┌──

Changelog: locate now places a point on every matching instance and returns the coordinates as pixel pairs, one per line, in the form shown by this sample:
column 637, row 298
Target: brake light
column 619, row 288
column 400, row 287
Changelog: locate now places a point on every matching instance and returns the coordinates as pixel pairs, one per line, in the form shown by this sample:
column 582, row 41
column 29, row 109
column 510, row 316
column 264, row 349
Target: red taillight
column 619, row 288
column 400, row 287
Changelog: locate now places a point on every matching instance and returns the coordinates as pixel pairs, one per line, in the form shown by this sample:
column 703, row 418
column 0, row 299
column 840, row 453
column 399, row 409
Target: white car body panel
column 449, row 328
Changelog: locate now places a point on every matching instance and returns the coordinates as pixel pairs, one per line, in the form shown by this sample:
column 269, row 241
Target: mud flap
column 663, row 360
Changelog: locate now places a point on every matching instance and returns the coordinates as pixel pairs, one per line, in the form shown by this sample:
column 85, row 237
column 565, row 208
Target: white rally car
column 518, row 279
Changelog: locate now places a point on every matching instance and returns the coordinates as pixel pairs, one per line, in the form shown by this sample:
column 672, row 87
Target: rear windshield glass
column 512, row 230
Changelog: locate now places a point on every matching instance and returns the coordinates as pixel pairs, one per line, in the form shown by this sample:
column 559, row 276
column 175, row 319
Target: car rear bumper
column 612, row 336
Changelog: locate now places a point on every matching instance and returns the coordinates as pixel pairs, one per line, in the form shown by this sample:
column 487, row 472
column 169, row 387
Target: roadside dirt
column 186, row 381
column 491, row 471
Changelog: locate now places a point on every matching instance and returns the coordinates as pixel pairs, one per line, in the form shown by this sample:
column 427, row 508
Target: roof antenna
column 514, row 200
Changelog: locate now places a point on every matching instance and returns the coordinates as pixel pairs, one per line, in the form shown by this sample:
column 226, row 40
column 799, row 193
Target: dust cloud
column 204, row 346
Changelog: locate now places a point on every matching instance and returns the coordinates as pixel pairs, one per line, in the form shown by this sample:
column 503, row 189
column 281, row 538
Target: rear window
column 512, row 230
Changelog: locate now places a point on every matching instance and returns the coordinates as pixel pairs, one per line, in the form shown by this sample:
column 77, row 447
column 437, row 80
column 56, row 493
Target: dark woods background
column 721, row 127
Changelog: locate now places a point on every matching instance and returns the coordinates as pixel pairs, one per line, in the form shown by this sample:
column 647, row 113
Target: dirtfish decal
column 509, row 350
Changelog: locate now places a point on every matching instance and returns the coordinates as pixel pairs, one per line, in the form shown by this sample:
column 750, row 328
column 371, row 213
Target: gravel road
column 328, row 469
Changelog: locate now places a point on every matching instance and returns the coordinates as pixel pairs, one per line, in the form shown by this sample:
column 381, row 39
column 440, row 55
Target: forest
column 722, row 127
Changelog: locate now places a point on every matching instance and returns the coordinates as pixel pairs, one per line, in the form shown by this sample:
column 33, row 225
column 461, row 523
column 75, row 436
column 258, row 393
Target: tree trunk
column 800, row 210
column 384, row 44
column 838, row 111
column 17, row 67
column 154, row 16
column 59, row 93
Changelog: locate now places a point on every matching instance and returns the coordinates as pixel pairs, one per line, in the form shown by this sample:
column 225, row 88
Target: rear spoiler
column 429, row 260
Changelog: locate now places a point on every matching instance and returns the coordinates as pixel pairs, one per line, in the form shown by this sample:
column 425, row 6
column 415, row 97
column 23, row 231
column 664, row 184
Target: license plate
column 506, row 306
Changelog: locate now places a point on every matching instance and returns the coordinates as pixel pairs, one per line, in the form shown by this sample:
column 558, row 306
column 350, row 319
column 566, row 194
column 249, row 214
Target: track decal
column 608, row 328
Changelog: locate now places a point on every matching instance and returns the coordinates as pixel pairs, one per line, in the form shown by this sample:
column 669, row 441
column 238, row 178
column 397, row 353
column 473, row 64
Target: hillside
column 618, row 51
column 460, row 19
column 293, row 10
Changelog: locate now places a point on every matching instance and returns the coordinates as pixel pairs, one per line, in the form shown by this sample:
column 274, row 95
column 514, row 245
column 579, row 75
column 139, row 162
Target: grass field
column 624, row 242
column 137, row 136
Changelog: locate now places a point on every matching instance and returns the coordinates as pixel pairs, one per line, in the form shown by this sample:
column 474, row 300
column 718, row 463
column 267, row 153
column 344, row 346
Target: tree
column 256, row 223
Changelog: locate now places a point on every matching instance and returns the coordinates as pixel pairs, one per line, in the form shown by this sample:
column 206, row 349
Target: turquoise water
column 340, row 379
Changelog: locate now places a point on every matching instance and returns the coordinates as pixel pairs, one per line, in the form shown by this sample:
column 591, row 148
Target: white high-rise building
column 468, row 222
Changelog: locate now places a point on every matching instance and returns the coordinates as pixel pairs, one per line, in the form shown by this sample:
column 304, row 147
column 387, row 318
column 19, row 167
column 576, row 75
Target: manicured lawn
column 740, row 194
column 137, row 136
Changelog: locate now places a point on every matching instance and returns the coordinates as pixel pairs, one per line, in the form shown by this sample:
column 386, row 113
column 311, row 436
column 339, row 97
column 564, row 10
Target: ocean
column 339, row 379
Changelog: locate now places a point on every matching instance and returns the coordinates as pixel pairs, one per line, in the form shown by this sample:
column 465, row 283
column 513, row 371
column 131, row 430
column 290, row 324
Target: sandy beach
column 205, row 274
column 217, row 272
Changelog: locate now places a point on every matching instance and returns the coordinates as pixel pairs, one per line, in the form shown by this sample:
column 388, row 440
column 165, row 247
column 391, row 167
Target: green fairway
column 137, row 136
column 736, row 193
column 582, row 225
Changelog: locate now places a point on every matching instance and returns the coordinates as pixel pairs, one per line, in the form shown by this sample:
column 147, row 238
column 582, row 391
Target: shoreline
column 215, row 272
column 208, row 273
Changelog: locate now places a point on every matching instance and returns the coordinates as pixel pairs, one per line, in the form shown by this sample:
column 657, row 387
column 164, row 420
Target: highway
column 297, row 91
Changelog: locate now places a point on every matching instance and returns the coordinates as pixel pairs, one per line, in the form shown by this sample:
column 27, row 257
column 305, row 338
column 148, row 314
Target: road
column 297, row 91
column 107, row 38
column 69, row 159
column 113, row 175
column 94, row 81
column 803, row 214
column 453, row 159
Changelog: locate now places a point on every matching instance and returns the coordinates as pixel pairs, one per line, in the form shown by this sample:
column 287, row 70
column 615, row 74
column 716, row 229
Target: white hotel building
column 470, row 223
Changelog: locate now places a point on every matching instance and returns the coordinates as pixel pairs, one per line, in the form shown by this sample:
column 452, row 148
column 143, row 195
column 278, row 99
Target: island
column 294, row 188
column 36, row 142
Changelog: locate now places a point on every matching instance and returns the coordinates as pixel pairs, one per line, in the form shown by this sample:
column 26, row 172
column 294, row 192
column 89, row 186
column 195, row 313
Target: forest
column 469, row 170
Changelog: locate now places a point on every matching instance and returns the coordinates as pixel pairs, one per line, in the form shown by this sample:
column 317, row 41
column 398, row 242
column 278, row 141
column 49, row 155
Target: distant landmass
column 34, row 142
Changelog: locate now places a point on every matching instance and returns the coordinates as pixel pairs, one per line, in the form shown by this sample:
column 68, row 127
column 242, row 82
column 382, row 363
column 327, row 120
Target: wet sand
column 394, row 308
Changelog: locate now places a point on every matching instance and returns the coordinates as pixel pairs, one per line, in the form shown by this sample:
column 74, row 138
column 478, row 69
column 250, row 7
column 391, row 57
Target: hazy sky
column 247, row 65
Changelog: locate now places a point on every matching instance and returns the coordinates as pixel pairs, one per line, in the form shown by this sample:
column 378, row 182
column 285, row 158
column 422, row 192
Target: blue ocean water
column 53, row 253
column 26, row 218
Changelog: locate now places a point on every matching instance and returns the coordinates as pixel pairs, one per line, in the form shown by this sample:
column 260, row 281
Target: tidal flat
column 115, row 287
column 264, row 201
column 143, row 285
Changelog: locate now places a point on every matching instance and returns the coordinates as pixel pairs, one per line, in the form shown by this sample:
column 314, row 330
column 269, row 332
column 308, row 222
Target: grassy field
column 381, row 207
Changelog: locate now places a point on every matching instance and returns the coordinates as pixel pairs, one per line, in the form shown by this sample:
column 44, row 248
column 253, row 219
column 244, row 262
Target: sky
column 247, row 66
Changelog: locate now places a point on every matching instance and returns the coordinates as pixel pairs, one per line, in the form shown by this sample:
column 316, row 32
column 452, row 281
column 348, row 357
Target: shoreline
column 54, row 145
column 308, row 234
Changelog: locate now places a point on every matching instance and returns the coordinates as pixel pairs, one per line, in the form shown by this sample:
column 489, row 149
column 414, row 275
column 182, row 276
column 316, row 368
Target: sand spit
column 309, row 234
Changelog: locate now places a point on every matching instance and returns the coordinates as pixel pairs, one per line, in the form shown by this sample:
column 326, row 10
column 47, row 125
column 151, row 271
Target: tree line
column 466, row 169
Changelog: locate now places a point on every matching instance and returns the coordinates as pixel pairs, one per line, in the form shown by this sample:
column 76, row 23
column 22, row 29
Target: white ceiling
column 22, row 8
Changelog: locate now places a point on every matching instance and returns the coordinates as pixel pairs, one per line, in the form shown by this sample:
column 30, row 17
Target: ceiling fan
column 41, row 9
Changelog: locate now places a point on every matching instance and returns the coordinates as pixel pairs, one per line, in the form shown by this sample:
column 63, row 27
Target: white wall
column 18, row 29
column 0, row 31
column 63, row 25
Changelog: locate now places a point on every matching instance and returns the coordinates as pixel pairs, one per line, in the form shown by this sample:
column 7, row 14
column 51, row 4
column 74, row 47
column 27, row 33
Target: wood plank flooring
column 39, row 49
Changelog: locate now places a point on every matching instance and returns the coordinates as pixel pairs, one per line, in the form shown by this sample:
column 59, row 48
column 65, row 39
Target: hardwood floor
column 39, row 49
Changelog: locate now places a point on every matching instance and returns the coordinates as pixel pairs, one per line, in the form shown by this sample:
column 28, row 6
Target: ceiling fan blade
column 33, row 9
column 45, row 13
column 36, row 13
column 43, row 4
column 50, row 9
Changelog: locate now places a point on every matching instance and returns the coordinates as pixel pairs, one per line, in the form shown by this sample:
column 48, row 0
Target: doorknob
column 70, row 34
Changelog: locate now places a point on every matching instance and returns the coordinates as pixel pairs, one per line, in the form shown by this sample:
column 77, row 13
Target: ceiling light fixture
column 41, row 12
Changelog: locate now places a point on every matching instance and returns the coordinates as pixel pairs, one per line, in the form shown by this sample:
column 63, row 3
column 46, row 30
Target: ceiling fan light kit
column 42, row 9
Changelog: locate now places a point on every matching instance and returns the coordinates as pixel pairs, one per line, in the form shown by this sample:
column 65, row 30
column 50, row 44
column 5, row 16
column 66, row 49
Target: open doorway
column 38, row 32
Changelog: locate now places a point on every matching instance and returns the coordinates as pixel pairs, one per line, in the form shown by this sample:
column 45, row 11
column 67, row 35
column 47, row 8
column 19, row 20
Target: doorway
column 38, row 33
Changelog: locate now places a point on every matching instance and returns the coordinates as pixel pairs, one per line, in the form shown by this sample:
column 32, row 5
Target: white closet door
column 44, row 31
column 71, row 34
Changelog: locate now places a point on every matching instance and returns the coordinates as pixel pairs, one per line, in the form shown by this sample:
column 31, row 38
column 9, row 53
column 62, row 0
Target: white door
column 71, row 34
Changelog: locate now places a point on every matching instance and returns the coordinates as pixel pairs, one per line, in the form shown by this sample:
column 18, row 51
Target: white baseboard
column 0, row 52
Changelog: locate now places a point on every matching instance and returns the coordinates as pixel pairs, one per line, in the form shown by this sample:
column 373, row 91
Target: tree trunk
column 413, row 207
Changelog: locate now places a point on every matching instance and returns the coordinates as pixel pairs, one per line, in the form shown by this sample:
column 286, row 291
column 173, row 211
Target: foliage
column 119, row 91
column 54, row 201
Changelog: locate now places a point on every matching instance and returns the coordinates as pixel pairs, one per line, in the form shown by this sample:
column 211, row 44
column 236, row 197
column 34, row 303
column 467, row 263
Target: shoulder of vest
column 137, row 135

└──

With the first line being the one containing "column 278, row 99" and the last line the one containing "column 195, row 313", transcribe exactly the lines above that fall in that range.

column 278, row 99
Target: island
column 294, row 188
column 36, row 142
Changelog: locate now places a point on every matching instance and returns the coordinates as pixel pairs, one per line, in the form shown by this sample:
column 26, row 172
column 294, row 192
column 89, row 186
column 195, row 313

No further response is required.